▶ [EXERCISE DETAILS]
Retype every one of the records below exactly as they stand, line for line.

▶ [RECORD SET]
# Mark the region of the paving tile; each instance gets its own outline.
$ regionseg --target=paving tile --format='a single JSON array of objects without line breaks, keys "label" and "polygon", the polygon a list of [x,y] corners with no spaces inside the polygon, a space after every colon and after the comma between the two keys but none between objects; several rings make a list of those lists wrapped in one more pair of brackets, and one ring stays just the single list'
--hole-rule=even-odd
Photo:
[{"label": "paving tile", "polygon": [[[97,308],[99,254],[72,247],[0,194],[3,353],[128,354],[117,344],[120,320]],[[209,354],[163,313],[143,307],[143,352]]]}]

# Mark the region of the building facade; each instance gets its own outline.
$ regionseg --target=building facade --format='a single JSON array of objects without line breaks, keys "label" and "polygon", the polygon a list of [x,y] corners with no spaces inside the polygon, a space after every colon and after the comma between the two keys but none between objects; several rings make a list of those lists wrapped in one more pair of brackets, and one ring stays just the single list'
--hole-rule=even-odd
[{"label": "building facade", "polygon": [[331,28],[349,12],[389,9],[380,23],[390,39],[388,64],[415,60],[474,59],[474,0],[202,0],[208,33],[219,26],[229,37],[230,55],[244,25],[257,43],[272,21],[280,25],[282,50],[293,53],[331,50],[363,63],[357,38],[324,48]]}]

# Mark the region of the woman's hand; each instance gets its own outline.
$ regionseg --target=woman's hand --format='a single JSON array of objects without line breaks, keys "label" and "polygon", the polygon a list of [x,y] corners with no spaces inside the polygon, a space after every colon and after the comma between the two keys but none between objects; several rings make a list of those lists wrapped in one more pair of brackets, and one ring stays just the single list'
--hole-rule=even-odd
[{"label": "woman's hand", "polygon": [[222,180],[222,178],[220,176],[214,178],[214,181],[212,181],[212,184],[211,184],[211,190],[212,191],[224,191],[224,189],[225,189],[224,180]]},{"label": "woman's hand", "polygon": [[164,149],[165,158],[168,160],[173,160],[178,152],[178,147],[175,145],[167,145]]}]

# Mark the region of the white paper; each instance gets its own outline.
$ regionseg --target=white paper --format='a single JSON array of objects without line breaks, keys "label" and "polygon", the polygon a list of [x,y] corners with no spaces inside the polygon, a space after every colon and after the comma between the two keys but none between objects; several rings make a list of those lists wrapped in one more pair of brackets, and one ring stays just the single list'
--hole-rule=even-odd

▶ [ANSWER]
# Mark the region of the paving tile; each instance gets its own outline.
$ regionseg --target=paving tile --format='a single JSON array of objects without line breaks, keys "label" and "polygon", the polygon a list of [x,y] corners with no spaces inside the polygon, a space after every colon and after the comma between the two keys but none between objects; several rings make a list of those lists wrapped in one more pair of brackets, and one ring stays just the single list'
--hole-rule=even-odd
Photo:
[{"label": "paving tile", "polygon": [[[97,308],[99,254],[72,247],[0,194],[3,353],[128,354],[117,344],[120,320]],[[209,354],[163,313],[143,307],[143,352]]]}]

# Mark the region of the building facade; each instance gets its own outline.
$ regionseg --target=building facade --format='a single JSON array of objects without line breaks, keys "label" and "polygon", the polygon a list of [x,y] corners with no spaces inside the polygon, a space after every colon and after the comma between the two keys but none between objects; several rings make a list of those lists wrapped in one more pair of brackets, and one ring stays just the single list'
--hole-rule=even-odd
[{"label": "building facade", "polygon": [[331,28],[349,12],[389,9],[380,23],[390,39],[388,64],[415,60],[474,59],[474,0],[202,0],[208,33],[219,26],[229,37],[230,55],[244,25],[257,43],[272,21],[280,25],[282,50],[293,53],[331,50],[363,63],[357,38],[324,48]]}]

# Mark the region of the woman's hand; each instance gets its own outline.
$ regionseg --target=woman's hand --format='a single JSON array of objects without line breaks, keys "label" and "polygon", the polygon a list of [x,y] corners with no spaces inside the polygon, a space after every colon and after the comma between the two keys but none between objects; several rings make a list of those lists wrapped in one more pair of brackets, and one ring stays just the single list'
--hole-rule=even-odd
[{"label": "woman's hand", "polygon": [[222,180],[222,178],[220,176],[214,178],[214,181],[212,181],[212,184],[211,184],[211,190],[212,191],[224,191],[224,189],[225,189],[224,180]]},{"label": "woman's hand", "polygon": [[164,149],[165,158],[168,160],[173,160],[178,152],[178,147],[175,145],[167,145]]}]

# Mark the region of the white paper; each instance gets its own outline.
$ regionseg --target=white paper --format='a single JSON array of objects without line breaks, keys "label" and "polygon", the polygon a list of [x,y] corners with no spaces inside the polygon, a space after every colon and after the comma between the two keys but none between objects; several rings make a list of those lists wrapped in one more pair of brackets, and one ring stays just the single list'
--hole-rule=even-odd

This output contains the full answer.